WHAT IS ASKED :: Show, in full, each line of the items below that contains the string "rough". Case counts.

SUPPLIED DATA ::
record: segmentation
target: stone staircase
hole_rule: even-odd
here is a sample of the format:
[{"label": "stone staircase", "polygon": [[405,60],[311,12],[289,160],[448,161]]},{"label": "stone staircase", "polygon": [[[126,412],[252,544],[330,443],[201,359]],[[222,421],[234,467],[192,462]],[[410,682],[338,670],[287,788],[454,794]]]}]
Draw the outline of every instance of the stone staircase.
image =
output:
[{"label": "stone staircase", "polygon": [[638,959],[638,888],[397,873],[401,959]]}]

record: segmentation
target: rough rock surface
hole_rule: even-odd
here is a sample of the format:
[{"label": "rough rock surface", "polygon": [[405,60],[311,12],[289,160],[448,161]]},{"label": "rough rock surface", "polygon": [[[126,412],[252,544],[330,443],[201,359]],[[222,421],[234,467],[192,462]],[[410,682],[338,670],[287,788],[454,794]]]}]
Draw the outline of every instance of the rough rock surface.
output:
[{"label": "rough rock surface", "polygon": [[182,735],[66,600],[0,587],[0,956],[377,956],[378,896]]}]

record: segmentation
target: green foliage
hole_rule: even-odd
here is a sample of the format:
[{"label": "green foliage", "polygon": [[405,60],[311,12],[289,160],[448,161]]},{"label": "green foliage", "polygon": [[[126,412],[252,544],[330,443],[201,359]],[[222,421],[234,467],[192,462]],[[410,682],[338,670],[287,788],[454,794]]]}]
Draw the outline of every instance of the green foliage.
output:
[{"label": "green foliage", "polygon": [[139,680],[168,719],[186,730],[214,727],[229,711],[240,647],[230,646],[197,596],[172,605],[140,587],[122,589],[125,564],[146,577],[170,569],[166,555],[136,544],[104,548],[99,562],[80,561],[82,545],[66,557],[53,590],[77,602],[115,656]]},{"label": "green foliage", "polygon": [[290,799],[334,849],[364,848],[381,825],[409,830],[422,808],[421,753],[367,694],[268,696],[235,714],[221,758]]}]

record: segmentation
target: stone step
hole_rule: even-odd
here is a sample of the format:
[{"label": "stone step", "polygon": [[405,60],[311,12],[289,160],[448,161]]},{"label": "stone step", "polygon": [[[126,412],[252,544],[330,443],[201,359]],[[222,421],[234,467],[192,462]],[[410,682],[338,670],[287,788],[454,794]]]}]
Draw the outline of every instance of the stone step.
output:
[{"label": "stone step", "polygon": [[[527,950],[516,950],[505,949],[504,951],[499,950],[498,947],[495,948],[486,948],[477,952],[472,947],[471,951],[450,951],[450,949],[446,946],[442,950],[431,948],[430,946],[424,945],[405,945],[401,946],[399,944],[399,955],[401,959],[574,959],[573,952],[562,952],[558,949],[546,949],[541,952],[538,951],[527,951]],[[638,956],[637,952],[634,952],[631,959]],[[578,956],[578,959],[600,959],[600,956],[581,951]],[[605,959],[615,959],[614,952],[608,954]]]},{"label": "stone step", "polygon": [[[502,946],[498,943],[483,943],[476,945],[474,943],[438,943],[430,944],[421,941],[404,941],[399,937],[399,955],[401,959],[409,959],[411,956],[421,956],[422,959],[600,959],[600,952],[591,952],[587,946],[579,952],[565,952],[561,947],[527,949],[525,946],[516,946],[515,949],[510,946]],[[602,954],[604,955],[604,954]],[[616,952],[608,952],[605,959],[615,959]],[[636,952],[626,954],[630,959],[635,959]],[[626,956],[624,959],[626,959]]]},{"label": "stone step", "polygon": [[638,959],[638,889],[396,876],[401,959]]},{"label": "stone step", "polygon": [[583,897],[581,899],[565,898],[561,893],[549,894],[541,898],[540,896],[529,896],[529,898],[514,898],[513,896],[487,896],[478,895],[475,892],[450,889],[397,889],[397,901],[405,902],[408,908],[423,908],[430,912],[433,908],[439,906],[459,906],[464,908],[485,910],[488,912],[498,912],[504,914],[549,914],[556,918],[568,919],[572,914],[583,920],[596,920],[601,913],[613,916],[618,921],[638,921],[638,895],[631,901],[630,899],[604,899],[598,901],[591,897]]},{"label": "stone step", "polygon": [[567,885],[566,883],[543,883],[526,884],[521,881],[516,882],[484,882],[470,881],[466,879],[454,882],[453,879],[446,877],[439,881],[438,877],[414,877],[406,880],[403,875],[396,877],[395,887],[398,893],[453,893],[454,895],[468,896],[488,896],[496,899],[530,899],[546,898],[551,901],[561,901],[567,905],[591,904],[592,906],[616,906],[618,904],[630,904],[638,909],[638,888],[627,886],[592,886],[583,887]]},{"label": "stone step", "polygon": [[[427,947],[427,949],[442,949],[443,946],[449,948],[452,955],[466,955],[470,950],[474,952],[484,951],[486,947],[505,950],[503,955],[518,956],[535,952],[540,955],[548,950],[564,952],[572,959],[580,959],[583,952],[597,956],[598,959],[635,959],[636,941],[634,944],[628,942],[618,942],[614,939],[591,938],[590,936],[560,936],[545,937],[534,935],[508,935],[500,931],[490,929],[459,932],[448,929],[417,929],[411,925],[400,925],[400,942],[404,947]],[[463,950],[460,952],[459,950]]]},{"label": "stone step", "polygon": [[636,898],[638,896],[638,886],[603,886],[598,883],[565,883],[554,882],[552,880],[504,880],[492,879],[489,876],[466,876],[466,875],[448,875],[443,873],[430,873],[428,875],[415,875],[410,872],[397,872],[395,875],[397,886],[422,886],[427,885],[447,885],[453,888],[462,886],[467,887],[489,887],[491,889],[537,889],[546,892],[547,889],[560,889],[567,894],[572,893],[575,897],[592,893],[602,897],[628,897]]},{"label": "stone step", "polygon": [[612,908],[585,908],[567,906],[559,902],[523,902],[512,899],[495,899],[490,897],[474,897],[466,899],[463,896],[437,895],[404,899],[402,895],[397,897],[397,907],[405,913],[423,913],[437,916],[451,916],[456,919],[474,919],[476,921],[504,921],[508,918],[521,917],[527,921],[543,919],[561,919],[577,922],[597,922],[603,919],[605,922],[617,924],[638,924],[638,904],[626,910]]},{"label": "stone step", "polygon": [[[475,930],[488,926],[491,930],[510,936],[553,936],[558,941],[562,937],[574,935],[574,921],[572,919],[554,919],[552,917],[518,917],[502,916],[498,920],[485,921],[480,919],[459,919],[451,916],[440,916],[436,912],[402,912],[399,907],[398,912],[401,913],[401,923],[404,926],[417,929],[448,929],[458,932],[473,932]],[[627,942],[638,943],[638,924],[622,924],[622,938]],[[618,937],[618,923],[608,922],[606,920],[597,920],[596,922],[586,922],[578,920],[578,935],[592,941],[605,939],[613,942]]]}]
---
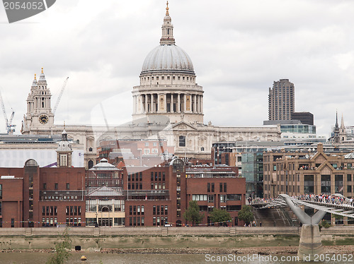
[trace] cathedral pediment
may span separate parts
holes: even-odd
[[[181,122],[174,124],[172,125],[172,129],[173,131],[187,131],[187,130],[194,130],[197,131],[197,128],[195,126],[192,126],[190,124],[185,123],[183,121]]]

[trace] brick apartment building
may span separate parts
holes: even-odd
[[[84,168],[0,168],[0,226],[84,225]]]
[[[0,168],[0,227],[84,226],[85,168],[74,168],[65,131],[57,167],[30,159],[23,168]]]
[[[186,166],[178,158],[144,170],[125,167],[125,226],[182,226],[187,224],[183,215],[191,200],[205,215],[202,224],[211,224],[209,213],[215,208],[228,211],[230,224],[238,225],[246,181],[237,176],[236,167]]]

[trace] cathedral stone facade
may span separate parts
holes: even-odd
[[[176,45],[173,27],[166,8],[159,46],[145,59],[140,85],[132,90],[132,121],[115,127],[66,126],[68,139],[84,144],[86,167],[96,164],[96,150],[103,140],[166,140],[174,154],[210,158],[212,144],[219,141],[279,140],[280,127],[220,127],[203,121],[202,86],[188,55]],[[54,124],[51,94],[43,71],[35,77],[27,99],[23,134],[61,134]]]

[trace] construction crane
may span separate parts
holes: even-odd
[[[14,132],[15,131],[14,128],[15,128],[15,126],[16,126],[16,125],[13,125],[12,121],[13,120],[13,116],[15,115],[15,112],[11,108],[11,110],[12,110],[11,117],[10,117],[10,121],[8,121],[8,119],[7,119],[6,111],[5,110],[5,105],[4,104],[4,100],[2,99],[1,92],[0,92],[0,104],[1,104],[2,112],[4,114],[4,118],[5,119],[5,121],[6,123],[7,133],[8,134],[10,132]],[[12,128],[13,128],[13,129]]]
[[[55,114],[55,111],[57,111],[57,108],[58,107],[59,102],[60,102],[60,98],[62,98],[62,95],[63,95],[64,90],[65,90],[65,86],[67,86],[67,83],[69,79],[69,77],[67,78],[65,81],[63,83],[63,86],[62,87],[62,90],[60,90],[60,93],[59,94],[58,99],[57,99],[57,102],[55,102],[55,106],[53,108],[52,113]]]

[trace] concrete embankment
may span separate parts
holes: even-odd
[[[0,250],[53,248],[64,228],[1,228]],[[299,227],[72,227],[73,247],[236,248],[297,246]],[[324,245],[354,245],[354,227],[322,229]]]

REPLY ::
target: rough rock surface
[{"label": "rough rock surface", "polygon": [[405,60],[311,12],[289,160],[448,161]]},{"label": "rough rock surface", "polygon": [[[126,412],[252,544],[330,443],[201,359]],[[222,421],[234,467],[192,462]],[[410,682],[338,670],[287,788],[454,794]]]}]
Draw the outline of every instance of the rough rock surface.
[{"label": "rough rock surface", "polygon": [[182,735],[66,600],[0,587],[0,956],[377,956],[378,896]]}]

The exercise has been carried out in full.